Haven't anyone seen or taking advantage of anything more real? Things that bring you something worth living for, that will challenge you, progress you and change your mind to something more fascinating or interesting? Inspiration that will take you on another journey, one no Instagram accounts or blogs can ever generate? That comes out of the true interaction of people and meetings, of energies and atmospheres?

You see, I am very honest and frank with myself as a person and I don't take bullshit from anyone, least not from myself. I analyze my own way of acting and my behavior to the inch of my toes. So I question why I do it strongly.
If I get criticism, I might stand up for my own mind and feelings, but yet I take it all in and try to see the situation as objective as I can and every time I learn something by it and feel I'm humble for learning more about myself and my flaws, so I can do better when I know better. So naturally I hate when it feels like I'm in a conflict in my own head, when what I do doesn't reflect what I think because I don't approve of the attention seeking society I see so much around us. Therefor I sometimes come into these phases, where It all feels like a circus and I feel like I'm more intelligent (most of us are) that just accepting it and know too much then being a part of it all myself. At times I want to shut my public life down, if not for a clear and relevant reason, but to be a role model for something I believe in. To show that even If have many benefits from it and love it in a way, it's not who I am and what I stand for. I think it is crazy in many ways and I can't help myself feeling sometimes ashamed. Life though has taught me to always dig deep into myself before I even open my mouth about others and think greater of my intellectual then to judge something strong and verbal when I have a foot inside it myself. That's the problem in all of this, and that's why i need to write this post. To tell you all that I'm aware of the fact that I'm a big part of this myself, either I like it or not, but it hunts me.

For me blogging has always been about captivating beauty and life in one way or another. To give out something of greatness. It's the clear reason why I love to blog when I travel, lived abroad or when the weather and environment is tempting and gives you something out of ordinary. I could't be more bored of everyday life and take very little pleasure of seeing it in millions of blogs and Instagram accounts with no respect for the picture, the art it should be publishing things to be exposed for so many. I truly think and fear we get stupid by all of the unreal fragments of impressions we, without a though behind, let the mind and brain take part of. Very few of us uses a sharp and sceptic filter, we just feed the mind with whatever crap there is in front of us. We have and give us no time for boredom and flows, the natural energies that comes out of nothing when the thoughts runs without distraction or continues breaks. All we see is things and things.

I know many likes it, they say they do it when they haven't anything else to do. But why do we need to have something to do all the time? I have to question it. I can't get it? Do we feel alone if we don't? Like everyone is part of something we aren't? Is our own reward system so use to daily positive feedback from what could be said as quite meaningless smilies and symbols with a short comment of some nice word which often actually has no pureness behind it, isn't that rather sick that we seek it so much?
+ + + +
### Written exercise 1:
According to the blog post, what has blogging always been about for the writer?
The entries that follow have no connection to the blog post.
+ + + +
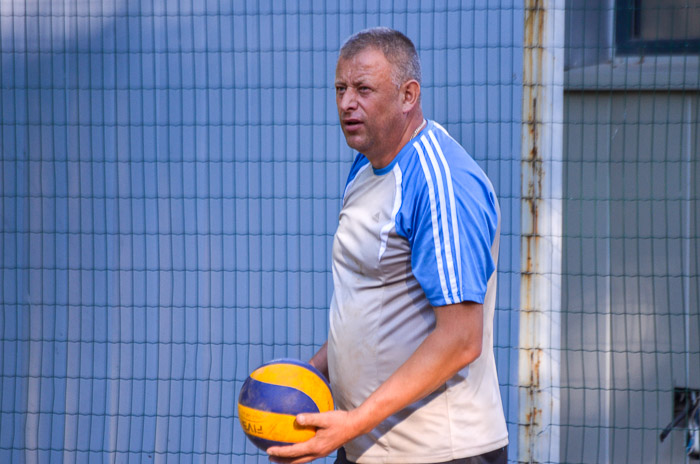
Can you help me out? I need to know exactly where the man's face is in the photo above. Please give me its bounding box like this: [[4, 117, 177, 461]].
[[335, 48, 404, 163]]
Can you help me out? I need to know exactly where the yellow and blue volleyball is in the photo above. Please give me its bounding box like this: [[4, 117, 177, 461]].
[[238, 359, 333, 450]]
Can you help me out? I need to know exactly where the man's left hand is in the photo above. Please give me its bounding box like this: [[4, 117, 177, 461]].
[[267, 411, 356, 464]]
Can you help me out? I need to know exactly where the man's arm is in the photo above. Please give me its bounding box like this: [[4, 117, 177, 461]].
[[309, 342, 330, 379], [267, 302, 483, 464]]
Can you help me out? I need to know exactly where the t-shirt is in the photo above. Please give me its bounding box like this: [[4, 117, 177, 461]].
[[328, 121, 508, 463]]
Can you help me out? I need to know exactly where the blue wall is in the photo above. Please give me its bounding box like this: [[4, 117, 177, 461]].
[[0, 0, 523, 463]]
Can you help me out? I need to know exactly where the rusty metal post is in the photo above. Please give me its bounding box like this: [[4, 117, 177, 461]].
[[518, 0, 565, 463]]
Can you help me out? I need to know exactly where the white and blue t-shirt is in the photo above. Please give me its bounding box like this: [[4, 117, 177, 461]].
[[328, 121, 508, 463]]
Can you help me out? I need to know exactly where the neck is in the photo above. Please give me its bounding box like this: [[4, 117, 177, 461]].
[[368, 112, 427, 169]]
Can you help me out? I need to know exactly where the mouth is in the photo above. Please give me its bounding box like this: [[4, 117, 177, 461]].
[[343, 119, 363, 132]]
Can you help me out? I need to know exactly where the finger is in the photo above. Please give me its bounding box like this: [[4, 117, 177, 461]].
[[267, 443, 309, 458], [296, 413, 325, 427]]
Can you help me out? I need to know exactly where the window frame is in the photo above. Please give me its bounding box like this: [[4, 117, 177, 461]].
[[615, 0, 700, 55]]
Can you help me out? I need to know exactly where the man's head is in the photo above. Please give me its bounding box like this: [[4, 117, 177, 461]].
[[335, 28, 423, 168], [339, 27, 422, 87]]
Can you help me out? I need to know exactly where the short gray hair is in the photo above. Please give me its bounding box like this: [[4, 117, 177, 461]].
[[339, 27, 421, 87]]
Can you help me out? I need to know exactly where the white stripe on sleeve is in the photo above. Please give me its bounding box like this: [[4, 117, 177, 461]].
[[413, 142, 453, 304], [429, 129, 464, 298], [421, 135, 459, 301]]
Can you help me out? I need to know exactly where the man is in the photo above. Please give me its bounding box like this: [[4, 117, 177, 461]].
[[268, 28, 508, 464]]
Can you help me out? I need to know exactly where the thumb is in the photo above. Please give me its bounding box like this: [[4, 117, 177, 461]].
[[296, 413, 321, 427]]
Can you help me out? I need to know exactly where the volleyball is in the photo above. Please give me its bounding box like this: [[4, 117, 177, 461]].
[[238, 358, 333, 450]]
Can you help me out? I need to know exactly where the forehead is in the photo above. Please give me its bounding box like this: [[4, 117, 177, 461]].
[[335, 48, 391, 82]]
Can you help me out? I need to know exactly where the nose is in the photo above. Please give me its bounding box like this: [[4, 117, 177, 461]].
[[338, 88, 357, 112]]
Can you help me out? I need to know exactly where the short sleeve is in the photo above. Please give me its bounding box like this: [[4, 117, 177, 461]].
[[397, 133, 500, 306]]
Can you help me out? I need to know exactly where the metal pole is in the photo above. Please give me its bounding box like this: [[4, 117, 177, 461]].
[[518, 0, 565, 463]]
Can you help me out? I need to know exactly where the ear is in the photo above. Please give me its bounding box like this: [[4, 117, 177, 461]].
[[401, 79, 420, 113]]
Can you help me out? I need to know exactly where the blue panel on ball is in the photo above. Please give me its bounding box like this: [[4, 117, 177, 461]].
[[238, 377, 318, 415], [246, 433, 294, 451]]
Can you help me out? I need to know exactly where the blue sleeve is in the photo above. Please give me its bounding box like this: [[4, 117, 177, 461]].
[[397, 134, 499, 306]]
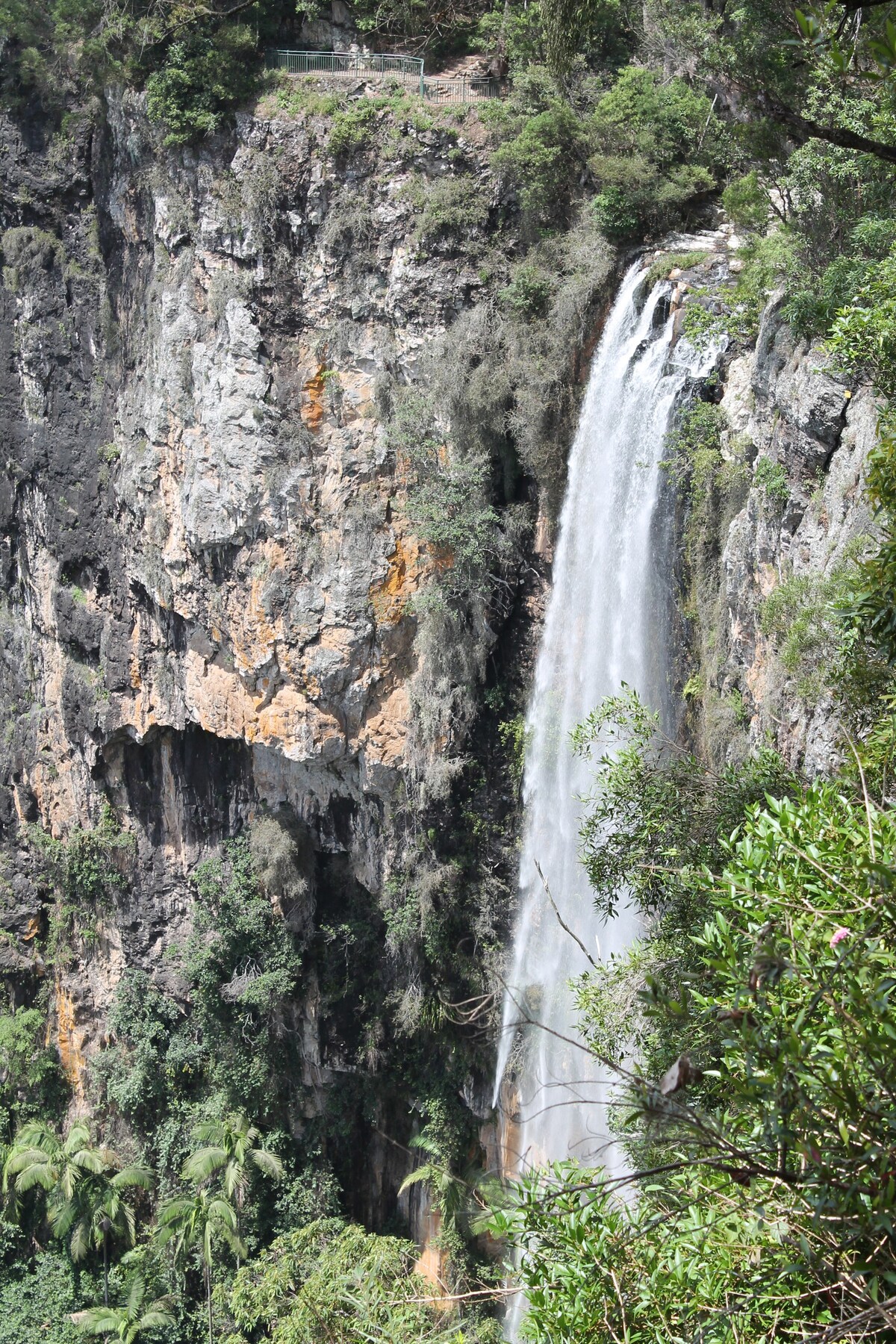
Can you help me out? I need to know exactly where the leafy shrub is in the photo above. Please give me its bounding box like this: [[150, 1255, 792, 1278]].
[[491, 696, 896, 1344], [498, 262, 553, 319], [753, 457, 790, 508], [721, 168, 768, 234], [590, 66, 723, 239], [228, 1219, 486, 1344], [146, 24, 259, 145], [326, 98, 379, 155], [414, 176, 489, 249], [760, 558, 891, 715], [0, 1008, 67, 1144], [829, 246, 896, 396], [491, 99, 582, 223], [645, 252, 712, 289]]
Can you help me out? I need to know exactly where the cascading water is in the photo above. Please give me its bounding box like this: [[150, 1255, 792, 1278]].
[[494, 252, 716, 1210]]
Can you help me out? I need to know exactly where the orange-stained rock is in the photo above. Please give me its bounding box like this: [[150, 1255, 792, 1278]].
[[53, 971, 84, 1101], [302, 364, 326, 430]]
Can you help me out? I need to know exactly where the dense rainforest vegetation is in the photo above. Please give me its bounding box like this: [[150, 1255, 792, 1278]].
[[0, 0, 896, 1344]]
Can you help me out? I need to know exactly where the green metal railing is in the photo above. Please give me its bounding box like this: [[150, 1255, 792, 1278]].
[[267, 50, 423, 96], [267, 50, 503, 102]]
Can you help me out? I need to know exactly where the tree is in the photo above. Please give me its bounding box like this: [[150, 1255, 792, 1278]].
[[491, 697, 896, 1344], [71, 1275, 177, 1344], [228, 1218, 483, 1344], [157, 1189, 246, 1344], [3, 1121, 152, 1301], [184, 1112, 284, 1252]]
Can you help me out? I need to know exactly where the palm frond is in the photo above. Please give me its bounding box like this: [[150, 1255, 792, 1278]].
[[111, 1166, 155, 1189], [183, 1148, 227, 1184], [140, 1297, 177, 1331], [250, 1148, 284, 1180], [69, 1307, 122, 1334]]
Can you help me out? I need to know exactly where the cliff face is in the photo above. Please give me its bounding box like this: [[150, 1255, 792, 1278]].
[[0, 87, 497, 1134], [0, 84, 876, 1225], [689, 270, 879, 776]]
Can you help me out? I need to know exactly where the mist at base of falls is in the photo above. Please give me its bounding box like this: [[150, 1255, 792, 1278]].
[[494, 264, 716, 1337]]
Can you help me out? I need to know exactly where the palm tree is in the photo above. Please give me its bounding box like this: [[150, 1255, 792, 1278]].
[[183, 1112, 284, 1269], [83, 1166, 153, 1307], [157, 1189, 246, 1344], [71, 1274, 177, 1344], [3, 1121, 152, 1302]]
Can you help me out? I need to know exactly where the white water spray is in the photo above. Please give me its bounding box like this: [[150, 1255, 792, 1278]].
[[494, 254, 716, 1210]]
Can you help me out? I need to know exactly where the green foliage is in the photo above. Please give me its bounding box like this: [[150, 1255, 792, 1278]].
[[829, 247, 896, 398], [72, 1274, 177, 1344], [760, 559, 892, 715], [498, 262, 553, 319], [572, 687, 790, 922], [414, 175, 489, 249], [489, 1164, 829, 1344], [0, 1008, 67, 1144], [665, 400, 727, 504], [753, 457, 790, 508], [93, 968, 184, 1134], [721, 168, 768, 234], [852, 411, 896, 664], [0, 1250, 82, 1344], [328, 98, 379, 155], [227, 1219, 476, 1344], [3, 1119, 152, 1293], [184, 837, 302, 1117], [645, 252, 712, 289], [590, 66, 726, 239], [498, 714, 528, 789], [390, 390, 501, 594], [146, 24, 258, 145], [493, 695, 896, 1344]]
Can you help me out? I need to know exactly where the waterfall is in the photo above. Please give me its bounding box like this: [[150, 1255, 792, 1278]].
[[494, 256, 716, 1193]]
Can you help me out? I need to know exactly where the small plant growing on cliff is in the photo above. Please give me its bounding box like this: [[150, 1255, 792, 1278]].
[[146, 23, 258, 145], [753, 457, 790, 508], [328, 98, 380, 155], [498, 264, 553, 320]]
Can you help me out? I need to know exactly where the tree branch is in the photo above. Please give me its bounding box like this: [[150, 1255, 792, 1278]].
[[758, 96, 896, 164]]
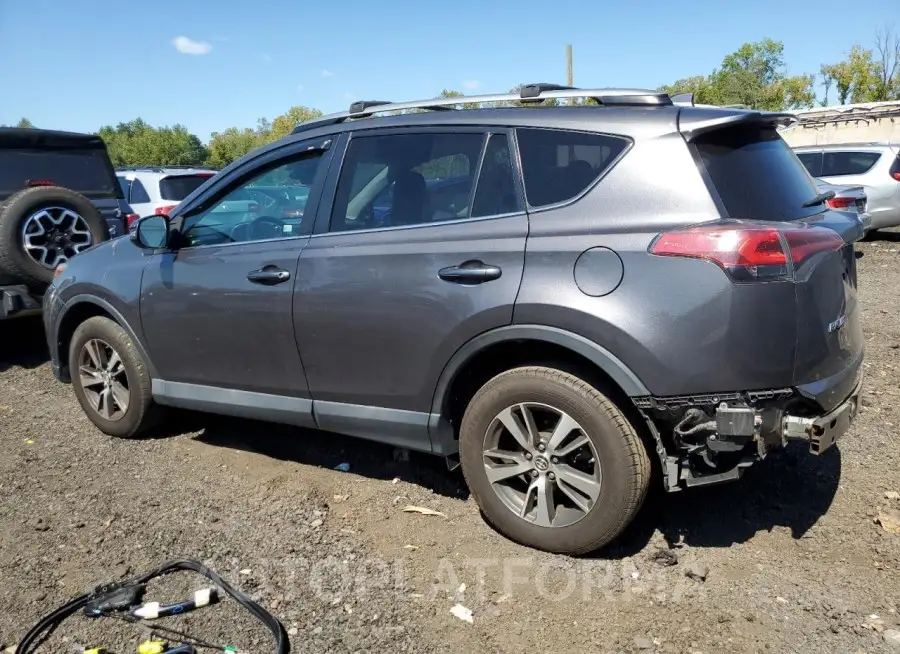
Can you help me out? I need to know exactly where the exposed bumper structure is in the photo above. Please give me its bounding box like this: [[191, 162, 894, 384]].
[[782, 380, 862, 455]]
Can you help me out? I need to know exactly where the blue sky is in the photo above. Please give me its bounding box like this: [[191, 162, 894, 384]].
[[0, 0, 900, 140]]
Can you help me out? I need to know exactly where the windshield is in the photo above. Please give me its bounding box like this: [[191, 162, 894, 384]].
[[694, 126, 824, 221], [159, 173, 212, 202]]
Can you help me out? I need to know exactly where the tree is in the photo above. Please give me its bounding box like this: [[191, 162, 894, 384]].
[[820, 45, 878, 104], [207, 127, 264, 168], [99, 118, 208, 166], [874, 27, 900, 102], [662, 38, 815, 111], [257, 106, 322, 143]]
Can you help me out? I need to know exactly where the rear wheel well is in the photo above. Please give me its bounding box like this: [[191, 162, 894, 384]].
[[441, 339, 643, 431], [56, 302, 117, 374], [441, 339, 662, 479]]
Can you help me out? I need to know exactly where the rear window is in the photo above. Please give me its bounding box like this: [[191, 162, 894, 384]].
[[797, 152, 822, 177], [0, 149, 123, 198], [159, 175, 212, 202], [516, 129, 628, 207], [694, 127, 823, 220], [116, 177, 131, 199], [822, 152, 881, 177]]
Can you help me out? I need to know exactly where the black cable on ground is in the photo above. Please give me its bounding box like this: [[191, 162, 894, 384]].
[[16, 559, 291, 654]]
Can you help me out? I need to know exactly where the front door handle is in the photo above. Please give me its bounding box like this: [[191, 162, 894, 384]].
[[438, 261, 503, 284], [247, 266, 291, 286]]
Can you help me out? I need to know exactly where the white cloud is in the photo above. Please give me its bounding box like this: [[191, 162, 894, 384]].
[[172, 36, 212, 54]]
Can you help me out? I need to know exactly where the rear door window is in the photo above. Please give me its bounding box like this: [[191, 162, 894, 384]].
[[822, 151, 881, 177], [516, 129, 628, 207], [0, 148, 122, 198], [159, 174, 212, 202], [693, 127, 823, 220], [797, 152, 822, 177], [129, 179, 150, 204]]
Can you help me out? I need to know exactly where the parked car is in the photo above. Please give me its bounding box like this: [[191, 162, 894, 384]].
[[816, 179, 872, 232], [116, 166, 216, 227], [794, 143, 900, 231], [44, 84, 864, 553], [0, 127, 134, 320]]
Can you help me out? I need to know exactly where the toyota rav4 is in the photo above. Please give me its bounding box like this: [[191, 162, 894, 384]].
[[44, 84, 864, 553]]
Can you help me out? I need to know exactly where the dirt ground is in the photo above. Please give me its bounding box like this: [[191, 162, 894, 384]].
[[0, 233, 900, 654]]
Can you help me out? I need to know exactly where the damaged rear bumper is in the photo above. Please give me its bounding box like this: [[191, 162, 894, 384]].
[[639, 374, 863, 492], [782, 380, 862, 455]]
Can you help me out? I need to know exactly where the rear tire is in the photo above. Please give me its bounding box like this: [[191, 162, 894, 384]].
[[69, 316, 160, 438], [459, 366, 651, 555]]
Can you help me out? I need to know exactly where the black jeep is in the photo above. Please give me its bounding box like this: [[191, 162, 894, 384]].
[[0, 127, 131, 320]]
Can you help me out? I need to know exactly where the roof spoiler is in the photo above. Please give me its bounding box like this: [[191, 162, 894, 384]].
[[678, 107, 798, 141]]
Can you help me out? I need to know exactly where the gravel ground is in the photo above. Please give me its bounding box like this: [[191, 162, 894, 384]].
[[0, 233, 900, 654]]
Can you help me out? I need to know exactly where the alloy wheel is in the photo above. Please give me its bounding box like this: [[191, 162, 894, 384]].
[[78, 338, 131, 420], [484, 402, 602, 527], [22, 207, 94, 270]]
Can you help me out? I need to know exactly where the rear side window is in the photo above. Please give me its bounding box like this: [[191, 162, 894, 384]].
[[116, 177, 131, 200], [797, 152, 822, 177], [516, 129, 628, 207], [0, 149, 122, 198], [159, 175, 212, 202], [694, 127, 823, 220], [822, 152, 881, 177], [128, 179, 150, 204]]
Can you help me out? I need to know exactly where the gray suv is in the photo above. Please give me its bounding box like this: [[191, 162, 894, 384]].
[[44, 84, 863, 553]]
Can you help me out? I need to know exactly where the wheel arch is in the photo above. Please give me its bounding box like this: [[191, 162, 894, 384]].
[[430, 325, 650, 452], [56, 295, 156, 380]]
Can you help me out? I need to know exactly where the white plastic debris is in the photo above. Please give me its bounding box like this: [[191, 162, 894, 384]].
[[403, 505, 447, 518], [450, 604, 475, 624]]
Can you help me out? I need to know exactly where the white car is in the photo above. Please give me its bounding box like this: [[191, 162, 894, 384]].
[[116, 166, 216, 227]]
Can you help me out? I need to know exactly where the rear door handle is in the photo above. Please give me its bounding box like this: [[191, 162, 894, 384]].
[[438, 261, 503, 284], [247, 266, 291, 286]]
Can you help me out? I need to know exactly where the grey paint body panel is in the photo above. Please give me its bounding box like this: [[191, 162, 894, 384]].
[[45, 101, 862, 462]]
+ + + +
### Written exercise 2:
Edit the entries starting at the beginning and ending at the line containing "[[267, 411, 356, 464]]": replace "volleyball" with "beach ball" and leave everything else unchanged. Return only those lines, without the pictures.

### Problem solution 1:
Captivating beauty and life in one way or another.

### Problem solution 2:
Can you help me out? I need to know exactly where the man's face is in the photo above. Please give me its bounding box like this: [[4, 117, 177, 461]].
[[335, 48, 404, 163]]
Can you help me out? I need to know exactly where the yellow and blue beach ball is in the photo above. Please give me its bounding box like this: [[4, 117, 177, 461]].
[[238, 359, 333, 450]]
Can you help me out? I need to know exactly where the man's left hand is in the photo above. Please give me its bounding box like this: [[4, 117, 177, 461]].
[[267, 411, 356, 464]]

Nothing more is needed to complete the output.